• Source information:
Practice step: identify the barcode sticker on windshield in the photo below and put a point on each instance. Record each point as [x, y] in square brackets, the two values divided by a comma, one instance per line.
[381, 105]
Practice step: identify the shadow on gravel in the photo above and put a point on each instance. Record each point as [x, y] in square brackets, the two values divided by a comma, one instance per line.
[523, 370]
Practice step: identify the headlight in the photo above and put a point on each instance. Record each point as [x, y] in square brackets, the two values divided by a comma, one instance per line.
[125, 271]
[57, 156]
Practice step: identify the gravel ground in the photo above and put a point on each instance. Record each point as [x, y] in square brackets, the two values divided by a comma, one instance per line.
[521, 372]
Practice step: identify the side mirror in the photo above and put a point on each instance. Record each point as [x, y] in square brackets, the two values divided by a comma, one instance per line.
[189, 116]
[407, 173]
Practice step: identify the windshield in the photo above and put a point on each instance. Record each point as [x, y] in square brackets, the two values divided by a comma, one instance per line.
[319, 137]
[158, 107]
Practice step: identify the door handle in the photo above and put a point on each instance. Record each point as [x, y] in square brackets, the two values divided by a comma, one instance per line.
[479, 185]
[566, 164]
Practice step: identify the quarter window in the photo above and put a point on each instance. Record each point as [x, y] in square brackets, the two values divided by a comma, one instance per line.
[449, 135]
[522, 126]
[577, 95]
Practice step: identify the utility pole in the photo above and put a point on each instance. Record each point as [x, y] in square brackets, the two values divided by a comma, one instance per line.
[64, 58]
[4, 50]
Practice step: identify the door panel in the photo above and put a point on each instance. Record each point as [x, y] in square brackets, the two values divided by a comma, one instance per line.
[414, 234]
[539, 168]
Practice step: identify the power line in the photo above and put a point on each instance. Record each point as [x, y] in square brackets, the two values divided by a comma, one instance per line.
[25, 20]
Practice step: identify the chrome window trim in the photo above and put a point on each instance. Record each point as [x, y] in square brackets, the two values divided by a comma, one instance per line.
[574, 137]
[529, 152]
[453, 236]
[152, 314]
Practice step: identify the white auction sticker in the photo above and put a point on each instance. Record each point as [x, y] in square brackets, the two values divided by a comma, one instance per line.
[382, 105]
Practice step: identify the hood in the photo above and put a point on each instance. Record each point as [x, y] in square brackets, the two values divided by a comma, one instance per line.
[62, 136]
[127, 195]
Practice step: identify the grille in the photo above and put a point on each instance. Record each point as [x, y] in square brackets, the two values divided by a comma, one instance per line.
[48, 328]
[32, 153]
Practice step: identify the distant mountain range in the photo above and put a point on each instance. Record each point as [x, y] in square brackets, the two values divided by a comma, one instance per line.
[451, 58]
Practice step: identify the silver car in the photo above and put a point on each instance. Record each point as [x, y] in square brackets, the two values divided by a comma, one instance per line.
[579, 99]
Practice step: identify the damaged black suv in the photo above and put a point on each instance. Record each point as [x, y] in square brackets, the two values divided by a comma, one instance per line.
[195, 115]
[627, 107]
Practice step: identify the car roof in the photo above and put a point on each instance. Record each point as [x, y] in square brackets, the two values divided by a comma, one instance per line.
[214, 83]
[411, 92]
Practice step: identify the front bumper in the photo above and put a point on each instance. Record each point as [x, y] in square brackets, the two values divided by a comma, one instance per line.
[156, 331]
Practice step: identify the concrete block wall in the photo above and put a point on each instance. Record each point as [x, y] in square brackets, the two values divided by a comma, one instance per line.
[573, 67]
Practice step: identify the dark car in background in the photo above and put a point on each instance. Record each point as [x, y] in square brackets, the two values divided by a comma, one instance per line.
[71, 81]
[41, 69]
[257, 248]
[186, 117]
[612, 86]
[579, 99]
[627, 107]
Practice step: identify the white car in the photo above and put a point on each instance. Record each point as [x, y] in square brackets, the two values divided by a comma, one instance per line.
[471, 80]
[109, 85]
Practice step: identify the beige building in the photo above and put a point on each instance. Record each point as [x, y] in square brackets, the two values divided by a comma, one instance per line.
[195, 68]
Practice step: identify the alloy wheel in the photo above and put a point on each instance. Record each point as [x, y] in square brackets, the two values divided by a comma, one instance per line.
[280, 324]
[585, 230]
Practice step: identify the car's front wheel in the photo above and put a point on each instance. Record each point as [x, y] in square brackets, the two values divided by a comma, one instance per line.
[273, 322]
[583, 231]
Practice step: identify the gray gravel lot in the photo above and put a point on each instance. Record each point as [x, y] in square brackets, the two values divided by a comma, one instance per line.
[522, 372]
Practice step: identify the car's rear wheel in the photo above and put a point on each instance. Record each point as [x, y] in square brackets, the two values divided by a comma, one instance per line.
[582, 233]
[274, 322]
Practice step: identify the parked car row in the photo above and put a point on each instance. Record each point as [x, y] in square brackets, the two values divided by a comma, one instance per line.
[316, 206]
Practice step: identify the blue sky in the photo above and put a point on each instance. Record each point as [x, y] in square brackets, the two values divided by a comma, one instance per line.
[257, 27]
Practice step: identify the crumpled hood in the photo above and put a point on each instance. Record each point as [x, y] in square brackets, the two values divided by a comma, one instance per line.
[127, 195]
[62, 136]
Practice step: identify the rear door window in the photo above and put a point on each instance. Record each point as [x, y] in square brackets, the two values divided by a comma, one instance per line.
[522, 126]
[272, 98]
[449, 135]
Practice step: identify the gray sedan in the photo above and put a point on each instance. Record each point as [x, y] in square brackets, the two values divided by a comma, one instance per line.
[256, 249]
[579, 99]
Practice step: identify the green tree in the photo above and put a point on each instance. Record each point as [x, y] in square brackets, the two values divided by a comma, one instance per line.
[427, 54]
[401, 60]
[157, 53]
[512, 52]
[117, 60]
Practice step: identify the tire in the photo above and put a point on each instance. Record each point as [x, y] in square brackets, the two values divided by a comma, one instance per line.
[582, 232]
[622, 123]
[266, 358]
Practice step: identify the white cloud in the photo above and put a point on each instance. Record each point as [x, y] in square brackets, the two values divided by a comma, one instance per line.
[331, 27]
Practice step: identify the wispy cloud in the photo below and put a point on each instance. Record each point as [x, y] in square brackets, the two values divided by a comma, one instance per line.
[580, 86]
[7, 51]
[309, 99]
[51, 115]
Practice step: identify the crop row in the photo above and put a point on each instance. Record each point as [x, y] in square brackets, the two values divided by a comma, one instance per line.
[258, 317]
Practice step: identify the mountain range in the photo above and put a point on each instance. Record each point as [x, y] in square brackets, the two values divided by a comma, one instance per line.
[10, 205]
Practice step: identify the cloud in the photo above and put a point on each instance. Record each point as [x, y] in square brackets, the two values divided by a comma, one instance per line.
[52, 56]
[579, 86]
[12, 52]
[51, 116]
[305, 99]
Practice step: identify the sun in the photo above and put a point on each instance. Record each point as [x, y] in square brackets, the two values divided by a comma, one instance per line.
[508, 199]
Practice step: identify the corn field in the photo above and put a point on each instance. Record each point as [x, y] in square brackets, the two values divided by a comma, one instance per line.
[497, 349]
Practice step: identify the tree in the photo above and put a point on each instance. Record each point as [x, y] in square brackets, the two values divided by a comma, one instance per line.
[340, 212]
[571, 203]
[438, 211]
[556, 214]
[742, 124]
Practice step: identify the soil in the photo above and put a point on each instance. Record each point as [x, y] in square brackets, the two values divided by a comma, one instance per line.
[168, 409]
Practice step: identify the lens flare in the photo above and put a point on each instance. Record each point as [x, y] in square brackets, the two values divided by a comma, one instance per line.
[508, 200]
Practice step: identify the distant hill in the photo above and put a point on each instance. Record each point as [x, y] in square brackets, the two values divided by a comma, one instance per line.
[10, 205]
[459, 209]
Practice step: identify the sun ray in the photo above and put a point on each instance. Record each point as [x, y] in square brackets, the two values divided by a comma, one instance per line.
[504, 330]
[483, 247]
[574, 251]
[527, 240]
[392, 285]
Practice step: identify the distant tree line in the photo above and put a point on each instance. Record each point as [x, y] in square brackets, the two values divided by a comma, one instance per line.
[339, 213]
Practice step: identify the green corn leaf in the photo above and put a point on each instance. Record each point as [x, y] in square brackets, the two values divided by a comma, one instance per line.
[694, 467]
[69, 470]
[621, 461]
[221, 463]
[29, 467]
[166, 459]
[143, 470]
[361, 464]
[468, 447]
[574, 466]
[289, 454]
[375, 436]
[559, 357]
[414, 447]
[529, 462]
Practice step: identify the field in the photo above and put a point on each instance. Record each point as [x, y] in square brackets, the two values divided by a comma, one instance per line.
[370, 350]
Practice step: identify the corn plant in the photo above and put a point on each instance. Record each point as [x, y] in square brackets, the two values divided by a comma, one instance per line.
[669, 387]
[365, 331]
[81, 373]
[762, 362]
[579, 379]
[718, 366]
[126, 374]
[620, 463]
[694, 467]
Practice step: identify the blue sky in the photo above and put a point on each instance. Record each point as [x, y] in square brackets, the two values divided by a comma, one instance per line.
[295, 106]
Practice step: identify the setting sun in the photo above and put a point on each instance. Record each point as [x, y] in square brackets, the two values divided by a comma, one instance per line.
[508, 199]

• About this exercise:
Every line between the one that contains "Practice step: identify the field" and the last line of the listing, both included, should be retyped exactly, with nothing else added.

• Task answer:
Practice step: identify the field in the photo above and put a point on each instance. Record each point as [x, y] in square brackets, the two values divided by a comma, one instance per line.
[370, 350]
Practice step: identify the corn plant in the photo above and put a point on each instance. Record each point as [x, y] in square brackets, the two values divided by a comma, one instance per line.
[669, 387]
[365, 331]
[81, 373]
[762, 362]
[579, 379]
[718, 366]
[126, 374]
[620, 463]
[694, 467]
Practice step: identify the blue sky in the photo above and put a point on each instance. Record each point as [x, y] in square brackets, the two values divided by a comma, one instance per line.
[295, 106]
Practice step: identify the setting sun in the photo above and put a point on each instance. Record each point as [x, y] in square brackets, the two values divided by a comma, one instance per line.
[508, 199]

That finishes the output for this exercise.